═══ Data extract

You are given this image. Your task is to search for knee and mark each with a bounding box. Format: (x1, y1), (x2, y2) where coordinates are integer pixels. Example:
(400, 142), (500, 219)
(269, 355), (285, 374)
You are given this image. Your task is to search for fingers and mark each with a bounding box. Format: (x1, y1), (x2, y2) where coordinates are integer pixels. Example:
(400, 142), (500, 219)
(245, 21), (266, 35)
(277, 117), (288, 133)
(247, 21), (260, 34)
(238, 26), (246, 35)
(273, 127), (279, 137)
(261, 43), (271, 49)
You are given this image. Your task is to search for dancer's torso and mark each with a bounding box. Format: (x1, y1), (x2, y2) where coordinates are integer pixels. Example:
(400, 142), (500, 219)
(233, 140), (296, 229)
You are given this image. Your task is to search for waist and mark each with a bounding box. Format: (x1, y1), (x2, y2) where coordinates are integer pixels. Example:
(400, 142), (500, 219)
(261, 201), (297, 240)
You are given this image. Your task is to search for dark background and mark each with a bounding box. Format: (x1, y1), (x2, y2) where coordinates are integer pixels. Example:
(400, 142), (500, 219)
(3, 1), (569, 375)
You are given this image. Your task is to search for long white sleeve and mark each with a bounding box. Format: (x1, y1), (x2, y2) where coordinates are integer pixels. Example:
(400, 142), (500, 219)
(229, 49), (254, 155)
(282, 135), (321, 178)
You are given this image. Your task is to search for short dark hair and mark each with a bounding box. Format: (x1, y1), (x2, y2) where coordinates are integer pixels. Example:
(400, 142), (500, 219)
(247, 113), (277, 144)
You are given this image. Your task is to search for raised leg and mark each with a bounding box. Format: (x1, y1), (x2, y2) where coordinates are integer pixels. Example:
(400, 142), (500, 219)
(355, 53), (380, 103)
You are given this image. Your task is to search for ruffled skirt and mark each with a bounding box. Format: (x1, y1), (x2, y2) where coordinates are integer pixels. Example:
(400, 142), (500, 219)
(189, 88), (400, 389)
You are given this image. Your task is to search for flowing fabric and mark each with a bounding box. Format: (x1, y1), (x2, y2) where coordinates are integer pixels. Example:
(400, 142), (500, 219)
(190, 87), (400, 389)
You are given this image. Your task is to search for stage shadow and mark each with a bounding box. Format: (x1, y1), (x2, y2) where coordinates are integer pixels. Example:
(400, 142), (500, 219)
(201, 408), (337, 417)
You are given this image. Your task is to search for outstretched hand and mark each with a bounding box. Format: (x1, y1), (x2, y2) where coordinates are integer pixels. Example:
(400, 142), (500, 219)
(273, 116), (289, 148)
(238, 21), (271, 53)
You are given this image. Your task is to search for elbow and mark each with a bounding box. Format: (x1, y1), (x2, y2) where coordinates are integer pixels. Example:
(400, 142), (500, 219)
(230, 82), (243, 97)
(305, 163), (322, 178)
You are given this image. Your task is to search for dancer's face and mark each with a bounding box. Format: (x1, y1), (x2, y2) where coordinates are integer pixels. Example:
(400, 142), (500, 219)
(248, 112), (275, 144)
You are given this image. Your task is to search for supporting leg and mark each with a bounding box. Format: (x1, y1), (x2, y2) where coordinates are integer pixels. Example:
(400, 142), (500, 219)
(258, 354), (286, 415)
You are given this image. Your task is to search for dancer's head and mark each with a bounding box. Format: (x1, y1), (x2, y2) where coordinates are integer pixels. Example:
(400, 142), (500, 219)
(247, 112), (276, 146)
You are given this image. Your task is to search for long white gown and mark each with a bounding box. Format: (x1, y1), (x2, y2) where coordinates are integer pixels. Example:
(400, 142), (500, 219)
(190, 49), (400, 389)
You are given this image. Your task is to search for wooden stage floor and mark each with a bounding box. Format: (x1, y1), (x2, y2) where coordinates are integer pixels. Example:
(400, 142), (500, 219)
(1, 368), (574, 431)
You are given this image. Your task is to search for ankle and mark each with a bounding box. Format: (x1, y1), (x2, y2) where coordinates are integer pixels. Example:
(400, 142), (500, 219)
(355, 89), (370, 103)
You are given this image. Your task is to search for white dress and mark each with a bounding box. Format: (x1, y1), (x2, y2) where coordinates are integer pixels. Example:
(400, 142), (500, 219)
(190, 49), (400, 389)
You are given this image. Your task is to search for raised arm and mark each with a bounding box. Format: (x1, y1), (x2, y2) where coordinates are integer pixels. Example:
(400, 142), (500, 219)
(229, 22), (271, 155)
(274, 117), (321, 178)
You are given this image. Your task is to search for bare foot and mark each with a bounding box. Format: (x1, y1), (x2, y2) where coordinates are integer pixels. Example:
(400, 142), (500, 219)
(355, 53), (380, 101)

══════
═══ Data extract

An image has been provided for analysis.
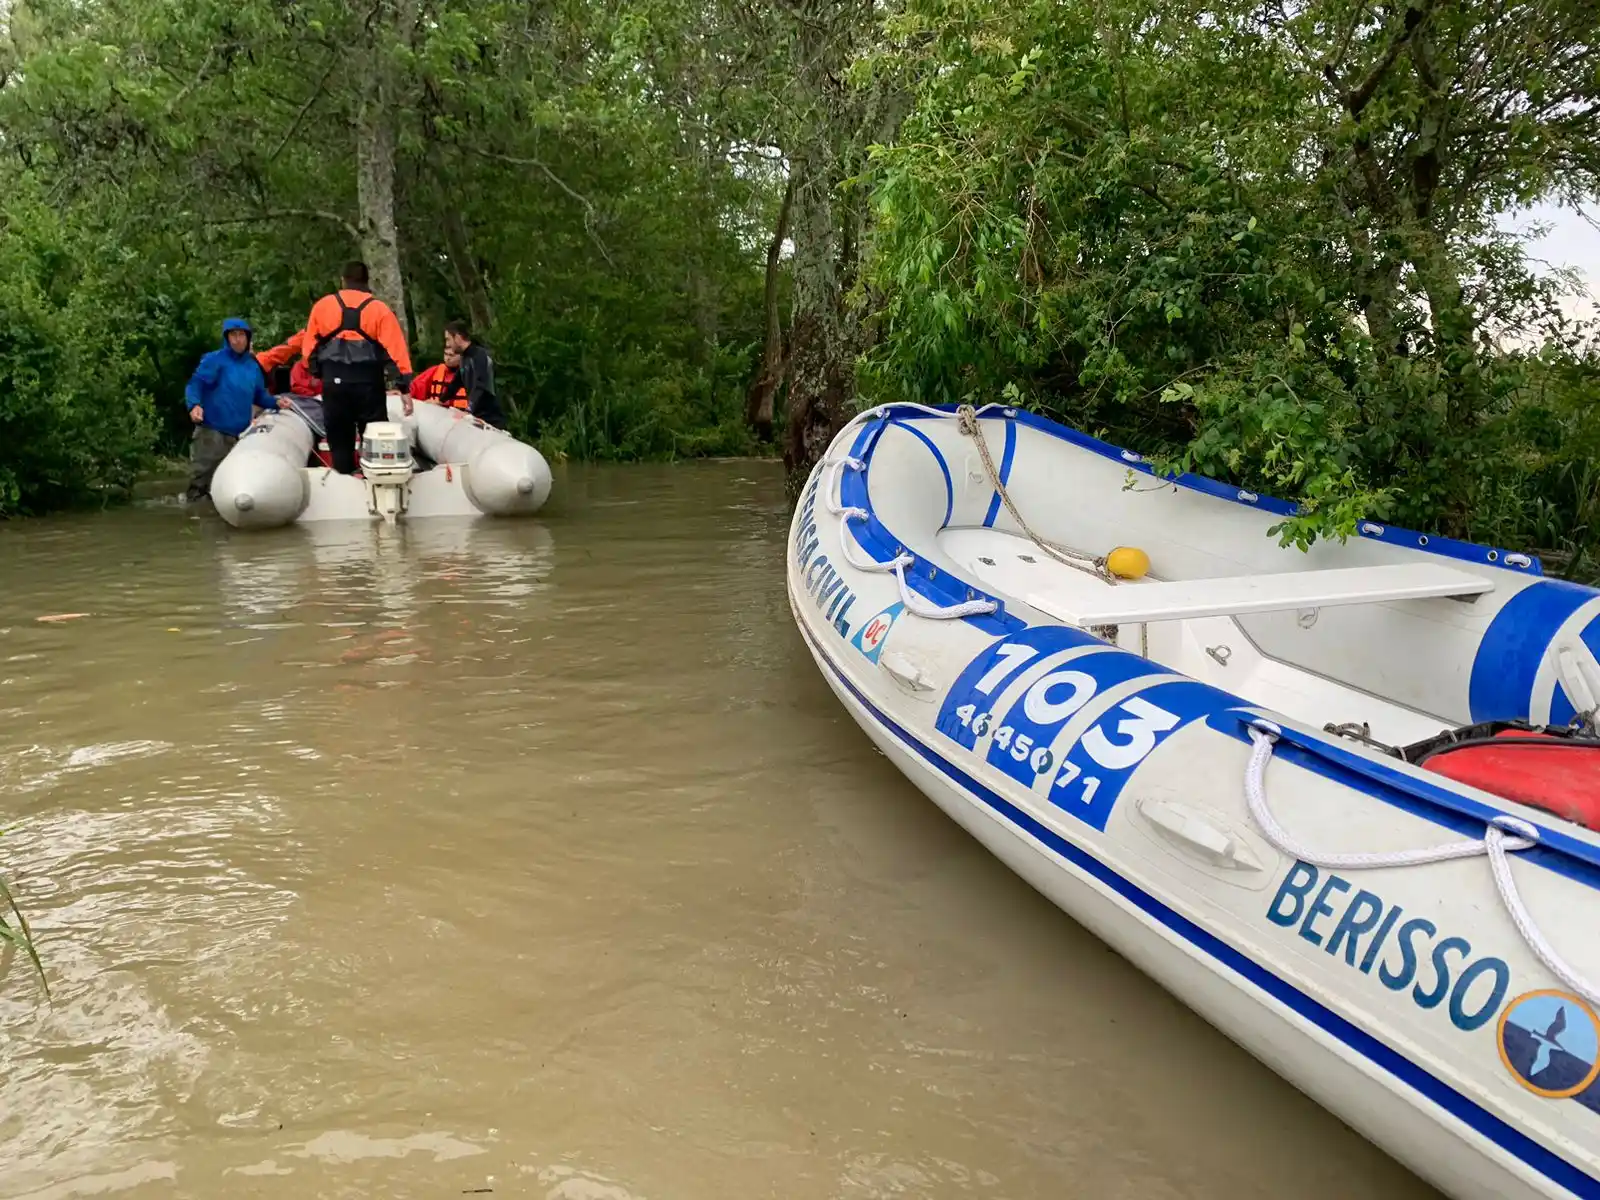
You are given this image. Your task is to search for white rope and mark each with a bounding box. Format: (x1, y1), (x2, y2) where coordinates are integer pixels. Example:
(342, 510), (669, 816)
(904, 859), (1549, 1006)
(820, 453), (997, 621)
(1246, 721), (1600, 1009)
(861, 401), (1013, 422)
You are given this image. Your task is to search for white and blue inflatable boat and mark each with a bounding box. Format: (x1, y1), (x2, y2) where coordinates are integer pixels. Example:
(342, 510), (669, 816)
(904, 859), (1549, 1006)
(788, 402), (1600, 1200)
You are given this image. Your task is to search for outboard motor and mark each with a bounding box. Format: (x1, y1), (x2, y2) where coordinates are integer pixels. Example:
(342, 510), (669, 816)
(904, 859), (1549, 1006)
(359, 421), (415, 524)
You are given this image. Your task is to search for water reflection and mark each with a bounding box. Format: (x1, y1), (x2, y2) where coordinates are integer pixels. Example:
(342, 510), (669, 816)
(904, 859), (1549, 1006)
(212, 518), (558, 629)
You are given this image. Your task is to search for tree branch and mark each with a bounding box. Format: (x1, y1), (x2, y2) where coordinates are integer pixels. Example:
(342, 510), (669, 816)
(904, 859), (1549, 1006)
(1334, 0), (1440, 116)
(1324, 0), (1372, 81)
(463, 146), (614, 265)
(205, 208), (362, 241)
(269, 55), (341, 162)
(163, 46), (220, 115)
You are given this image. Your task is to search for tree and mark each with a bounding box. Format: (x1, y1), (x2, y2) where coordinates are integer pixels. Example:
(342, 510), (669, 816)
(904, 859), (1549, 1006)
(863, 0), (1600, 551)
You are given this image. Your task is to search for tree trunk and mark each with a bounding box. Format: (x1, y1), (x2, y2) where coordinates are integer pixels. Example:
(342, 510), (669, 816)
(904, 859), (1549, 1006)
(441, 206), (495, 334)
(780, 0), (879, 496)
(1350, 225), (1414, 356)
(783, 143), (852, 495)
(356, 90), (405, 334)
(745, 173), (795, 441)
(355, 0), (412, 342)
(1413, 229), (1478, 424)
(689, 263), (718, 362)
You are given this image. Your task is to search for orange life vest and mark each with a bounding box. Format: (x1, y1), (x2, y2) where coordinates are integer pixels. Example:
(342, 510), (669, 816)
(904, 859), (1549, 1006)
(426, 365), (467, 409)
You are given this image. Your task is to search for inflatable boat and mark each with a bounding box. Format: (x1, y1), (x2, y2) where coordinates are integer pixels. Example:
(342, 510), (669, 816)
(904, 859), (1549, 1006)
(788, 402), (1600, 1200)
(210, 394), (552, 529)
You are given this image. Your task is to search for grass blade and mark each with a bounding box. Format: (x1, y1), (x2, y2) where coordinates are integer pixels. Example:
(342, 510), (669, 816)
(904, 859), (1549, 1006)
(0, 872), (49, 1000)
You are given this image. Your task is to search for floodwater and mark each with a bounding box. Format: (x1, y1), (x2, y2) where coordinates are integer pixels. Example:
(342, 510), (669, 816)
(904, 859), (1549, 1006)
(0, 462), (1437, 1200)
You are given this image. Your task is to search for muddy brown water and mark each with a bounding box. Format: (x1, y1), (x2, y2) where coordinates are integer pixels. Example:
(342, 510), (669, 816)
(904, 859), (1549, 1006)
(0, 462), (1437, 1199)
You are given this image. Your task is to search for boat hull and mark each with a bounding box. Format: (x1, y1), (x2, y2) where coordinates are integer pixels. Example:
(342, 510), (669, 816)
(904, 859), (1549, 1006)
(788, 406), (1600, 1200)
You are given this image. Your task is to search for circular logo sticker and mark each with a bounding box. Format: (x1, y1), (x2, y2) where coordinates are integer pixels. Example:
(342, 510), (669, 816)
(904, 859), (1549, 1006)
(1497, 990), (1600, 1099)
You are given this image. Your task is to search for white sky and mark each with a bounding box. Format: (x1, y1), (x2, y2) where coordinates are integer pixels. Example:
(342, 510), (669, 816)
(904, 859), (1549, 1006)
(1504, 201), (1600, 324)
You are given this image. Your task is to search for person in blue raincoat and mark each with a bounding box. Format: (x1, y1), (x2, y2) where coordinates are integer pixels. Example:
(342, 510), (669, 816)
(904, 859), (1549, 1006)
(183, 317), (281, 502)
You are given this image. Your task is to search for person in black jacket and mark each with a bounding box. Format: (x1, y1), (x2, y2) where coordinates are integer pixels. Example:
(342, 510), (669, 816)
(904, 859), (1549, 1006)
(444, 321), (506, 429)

══════

» **Your goal**
This exercise requires the number of lines in the entries holding the word "stage", written alone.

» **Reply to the exercise**
2